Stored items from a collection
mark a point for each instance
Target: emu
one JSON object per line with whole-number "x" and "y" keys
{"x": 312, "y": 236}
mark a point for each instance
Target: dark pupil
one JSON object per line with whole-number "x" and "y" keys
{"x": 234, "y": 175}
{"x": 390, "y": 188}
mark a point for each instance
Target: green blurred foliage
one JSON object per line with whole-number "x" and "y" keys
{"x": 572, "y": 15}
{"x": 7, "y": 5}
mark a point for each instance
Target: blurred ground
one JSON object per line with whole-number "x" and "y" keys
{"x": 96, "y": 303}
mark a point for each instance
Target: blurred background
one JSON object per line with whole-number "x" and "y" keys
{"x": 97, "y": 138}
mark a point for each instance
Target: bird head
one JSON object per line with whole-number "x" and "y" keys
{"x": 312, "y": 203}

...

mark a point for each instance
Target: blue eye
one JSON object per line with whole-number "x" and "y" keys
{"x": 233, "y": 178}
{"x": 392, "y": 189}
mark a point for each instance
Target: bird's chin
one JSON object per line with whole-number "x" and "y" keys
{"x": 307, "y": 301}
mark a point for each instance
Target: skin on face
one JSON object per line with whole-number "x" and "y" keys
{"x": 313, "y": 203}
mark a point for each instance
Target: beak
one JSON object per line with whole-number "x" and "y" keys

§ Task goal: All that belongs in your answer is the stretch of entries above from the line with "Target: dark pupil" through the line with "Target: blurred background", printed exactly.

§ Response:
Target: dark pupil
one JSON object per line with whole-number "x" and "y" keys
{"x": 234, "y": 175}
{"x": 390, "y": 188}
mark a point for each instance
Target: green blurred foliage
one JSON object per line with whole-number "x" and "y" keys
{"x": 572, "y": 15}
{"x": 7, "y": 5}
mark a point for each instance
Target: blurred ground
one JSON object per line with whole-number "x" and "y" keys
{"x": 96, "y": 303}
mark a point for each instance
Target: blurred background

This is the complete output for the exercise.